Document segment START
So many films claim to offer an immersive experience. The Rider achieves this without so much as a 3D gimmick. Director Chloé Zhao’s film tells the story of a Dakota based horse trainer and rodeo rider, Brady Blackburn (real life horse trainer Brady Jandreau) who is recovering from a severe head injury. He desperately wants to get on a horse again, but everyone around him says ‘no’.
We know how the Hollywood version of this story would go, but Zhao tears up the script. Her film is a true blend of documentary – real people playing versions of themselves – and drama.
From the very first scene, in which Brady changes his head dressing, we are drawn in, not least because the stitches he is showing us are real. Brady’s use of cling film to redress the wound tells us a lot about him and his world. There isn’t a whole lot of money for medical bills; we discover Brady discharged himself against medical advice. He doesn’t have money for expensive dressings, hence the cling film.
Although no one says it, Brady experienced a lucky escape. Not so his best friend and role model, Lane Scott, who is permanently hospitalised and cannot speak; he expresses himself with a few gestures that Brady (when he visits him) has learned to read.
Zhao captures that aching need to do the thing that you love even though it isn’t in your best interest. The push-pull factor is great, not least because Brady’s father (Tim Jandreau, playing a fictionalised father figure) gambles the little money they have on slot machines – rent is way overdue – and Brady’s younger sister, Lilly (Lilly Jandreau) has autism and acts, though adult, like a little girl.
Brady takes a job in a supermarket and we see that it feels like degradation. Zhao shows him interacting with customers – including a young boy who wants a selfie – as well as sharpening knives and hosing down surfaces.
When he gets the opportunity to break a horse, the film rears into real time tension. We have no idea of what will happen in the pen, Zhao removing the safety net of staging: Brady is doing this for real.
There are poignant scenes such as Brady taking his saddle to a pawn shop and teaching a younger man how to ride a bucking bronco. As in a sports movie, the drama points in one direction, though how it gets there is painful and unexpected.
The South Dakota setting offers a casually beautiful backdrop. This is a film that you experience from moment to moment in real time, as if it were a documentary. Being a drama, it has one clunky scene, with Brady’s friends watching videos of Lane and talking about him, but this is a minor fault. For the entire film, you are with Brady, experiencing his journey. It is one that I cannot praise highly enough.
Document segment END
### Action item A
In the review of The Rider, what does Brady use to redress his head wound?
### Action item B
Retype the passage of the review of The Rider starting at "We know how" and ending at "themselves – and drama.".
Provided information START
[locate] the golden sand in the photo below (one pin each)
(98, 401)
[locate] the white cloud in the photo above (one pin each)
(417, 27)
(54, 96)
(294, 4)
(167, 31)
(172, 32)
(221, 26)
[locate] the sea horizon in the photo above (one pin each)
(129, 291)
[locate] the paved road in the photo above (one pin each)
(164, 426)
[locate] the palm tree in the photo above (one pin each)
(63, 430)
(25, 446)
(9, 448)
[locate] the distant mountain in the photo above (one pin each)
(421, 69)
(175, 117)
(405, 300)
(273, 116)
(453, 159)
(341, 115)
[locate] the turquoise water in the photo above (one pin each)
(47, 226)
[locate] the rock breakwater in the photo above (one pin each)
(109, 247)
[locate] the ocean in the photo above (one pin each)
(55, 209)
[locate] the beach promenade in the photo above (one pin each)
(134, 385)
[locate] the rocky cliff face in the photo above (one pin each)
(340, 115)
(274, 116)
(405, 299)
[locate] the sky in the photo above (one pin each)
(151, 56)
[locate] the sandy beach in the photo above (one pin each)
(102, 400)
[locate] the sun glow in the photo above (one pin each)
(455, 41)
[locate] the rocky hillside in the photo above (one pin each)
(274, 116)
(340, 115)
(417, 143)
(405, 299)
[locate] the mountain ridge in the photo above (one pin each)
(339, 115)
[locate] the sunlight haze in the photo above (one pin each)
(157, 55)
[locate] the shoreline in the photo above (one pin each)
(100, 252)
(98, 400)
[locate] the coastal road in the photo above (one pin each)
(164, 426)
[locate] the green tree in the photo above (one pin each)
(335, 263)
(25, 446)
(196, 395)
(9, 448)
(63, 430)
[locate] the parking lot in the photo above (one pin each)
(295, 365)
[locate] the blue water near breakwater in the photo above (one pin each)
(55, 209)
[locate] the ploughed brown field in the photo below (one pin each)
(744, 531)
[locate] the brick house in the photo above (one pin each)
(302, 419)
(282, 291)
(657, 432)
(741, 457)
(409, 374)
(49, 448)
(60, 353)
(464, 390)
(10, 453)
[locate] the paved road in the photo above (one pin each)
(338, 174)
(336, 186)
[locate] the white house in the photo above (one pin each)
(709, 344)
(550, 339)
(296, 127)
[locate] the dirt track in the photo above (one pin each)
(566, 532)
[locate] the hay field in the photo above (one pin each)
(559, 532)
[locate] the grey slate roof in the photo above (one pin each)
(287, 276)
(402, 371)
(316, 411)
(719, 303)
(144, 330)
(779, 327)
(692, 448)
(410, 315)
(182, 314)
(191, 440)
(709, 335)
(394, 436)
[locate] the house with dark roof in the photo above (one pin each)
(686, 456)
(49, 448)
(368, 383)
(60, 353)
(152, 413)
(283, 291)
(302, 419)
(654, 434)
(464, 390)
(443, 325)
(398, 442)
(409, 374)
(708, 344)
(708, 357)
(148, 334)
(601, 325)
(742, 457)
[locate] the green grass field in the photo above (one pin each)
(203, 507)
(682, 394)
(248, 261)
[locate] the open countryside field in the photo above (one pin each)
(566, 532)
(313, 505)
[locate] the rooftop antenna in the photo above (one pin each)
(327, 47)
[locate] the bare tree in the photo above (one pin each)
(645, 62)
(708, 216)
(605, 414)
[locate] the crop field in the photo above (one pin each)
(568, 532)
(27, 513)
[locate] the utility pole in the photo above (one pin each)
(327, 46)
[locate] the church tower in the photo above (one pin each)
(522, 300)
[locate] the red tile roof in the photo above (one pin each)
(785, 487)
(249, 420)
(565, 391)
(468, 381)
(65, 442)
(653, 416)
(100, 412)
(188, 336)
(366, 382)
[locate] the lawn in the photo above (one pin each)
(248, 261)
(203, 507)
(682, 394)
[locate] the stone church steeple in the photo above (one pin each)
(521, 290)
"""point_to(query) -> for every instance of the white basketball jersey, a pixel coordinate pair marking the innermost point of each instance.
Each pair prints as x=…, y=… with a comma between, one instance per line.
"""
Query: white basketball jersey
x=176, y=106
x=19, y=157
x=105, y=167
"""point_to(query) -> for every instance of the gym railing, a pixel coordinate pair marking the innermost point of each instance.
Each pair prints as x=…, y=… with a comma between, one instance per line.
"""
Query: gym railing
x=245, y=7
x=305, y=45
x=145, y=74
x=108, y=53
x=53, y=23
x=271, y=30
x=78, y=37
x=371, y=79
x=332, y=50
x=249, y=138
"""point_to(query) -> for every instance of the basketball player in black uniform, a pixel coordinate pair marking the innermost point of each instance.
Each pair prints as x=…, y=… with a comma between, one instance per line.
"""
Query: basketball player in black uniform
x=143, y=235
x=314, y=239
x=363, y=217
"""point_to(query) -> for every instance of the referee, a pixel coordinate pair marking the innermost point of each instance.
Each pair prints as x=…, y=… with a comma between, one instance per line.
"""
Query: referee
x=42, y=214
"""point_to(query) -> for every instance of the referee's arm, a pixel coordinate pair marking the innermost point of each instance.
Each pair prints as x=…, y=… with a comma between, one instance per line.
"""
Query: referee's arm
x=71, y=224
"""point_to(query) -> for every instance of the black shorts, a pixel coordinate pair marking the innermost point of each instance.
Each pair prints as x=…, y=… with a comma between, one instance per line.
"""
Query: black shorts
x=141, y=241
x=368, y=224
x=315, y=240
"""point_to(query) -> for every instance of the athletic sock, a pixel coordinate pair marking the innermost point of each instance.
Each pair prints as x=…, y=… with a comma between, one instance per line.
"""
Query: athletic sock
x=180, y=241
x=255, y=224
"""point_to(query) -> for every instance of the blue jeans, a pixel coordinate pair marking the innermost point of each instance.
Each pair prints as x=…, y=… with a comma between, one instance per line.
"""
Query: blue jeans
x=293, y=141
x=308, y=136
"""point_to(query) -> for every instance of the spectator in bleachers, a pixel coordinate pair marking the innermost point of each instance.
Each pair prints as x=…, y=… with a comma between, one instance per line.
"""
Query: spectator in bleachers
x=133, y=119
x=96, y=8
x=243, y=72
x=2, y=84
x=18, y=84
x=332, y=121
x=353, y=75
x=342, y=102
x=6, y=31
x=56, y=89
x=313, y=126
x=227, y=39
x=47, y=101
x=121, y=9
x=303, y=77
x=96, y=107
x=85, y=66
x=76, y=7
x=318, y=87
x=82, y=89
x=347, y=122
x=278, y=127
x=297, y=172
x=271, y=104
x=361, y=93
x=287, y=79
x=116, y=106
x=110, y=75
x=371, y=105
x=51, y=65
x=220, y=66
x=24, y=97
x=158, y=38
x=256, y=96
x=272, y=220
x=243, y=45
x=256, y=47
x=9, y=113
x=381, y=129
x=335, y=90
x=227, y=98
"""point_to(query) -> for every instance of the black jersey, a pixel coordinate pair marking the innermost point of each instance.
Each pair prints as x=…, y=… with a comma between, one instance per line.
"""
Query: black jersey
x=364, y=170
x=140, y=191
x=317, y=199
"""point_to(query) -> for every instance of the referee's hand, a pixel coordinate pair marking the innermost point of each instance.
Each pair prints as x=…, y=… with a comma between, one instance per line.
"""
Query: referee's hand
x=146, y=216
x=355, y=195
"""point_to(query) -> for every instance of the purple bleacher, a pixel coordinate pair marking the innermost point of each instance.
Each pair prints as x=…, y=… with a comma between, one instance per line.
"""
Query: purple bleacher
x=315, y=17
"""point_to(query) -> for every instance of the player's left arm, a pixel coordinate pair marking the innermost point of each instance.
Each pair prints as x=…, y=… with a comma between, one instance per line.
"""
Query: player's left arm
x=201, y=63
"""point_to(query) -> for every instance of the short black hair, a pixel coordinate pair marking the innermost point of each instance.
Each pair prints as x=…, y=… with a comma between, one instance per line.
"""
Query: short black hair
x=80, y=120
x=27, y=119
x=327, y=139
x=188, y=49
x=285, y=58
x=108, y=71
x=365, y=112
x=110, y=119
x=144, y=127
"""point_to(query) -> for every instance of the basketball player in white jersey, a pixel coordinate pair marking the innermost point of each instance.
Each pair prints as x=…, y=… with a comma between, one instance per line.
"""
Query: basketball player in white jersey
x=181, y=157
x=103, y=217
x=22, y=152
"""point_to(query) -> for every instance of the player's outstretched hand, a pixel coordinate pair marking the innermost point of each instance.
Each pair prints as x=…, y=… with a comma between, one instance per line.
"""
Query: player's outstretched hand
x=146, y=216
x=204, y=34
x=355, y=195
Provided information END
### Final answer A
Cling film.

### Final answer B
We know how the Hollywood version of this story would go, but Zhao tears up the script. Her film is a true blend of documentary – real people playing versions of themselves – and drama.